* SOURCE PASSAGE:
====================

This morning it posted a first-quarter ebitda of €469m ($507.8m), a decline of €20m from the same period last year.

This, it said, was largely due to the impact of higher fuel prices in the wake of the IMO’s low-sulphur regulations that came into effect on 1 January.

“Despite the coronavirus pandemic, we have gotten the year off to a good start. Higher transport volumes and better freight rates have boosted our revenues,” said CEO Rolf Habben Jansen.

“The financial result is below the first quarter of the previous year as we faced higher bunker prices after IMO 2020 and we had a significant negative bunker stock valuation after the decline in crude oil prices at the end of the first quarter,” he added.

First-quarter revenues increased by 6%, to €3.3bn, largely due to a 4.3% increase in volumes, to 3.05m teu, and a higher average freight rate of $1,094 per teu.

If anything, it was the wild oscillation in fuel prices that had the largest impact on the German carrier’s financials, with the sudden fall in prices in the latter part of the quarter leading to a write-off of €53m in its bunker inventory.

====================

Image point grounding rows
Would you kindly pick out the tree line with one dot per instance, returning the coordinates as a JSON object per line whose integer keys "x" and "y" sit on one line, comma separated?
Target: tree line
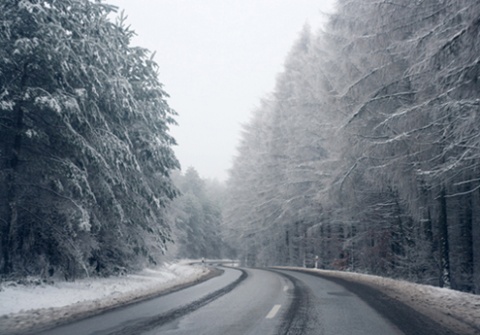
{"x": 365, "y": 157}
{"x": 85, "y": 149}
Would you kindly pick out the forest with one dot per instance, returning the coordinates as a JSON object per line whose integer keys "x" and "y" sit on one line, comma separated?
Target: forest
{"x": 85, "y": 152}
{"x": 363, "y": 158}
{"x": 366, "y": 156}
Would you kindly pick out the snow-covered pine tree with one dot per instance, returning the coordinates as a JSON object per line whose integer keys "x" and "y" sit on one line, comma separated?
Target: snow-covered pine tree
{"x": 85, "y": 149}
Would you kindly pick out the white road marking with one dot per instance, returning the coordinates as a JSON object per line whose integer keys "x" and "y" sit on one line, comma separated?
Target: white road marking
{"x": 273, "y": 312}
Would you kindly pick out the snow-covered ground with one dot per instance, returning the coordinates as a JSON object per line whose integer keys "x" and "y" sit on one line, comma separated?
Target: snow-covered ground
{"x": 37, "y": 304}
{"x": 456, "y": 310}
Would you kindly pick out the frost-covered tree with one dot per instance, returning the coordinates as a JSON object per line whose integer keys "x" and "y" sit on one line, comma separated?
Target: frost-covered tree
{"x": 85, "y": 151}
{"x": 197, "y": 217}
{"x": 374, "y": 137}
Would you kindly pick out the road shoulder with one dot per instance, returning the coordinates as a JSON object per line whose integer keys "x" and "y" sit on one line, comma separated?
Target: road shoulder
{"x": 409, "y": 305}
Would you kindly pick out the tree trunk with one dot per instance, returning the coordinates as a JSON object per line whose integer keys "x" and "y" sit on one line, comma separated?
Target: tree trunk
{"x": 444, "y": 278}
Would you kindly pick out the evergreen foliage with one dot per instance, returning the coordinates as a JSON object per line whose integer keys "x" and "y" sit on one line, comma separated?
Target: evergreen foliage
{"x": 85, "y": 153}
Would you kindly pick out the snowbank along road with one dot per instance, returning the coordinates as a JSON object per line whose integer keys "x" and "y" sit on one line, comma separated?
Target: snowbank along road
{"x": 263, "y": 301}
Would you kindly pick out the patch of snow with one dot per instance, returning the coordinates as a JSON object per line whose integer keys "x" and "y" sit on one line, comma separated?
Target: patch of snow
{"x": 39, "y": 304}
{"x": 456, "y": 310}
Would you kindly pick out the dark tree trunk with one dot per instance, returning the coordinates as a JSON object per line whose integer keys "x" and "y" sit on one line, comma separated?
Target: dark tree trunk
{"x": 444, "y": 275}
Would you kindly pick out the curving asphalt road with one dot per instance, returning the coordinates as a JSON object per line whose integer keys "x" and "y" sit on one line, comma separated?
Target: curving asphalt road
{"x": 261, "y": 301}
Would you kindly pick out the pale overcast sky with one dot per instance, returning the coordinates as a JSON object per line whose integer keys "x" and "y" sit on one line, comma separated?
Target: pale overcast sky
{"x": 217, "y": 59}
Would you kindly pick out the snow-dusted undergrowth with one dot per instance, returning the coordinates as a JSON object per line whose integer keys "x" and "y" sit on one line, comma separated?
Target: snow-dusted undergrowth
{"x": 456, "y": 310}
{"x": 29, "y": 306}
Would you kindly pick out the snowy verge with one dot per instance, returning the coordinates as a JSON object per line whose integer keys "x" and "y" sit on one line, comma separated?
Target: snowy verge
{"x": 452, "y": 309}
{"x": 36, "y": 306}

====================

* QUESTIONS:
A. Transcribe the earnings passage between "This, it said, was" and "Rolf Habben Jansen.", inclusive.
B. According to the earnings passage, what was the carrier's average freight rate in the first quarter?

* ANSWERS BY ITEM:
A.
This, it said, was largely due to the impact of higher fuel prices in the wake of the IMO’s low-sulphur regulations that came into effect on 1 January.

“Despite the coronavirus pandemic, we have gotten the year off to a good start. Higher transport volumes and better freight rates have boosted our revenues,” said CEO Rolf Habben Jansen.

B. $1,094 per teu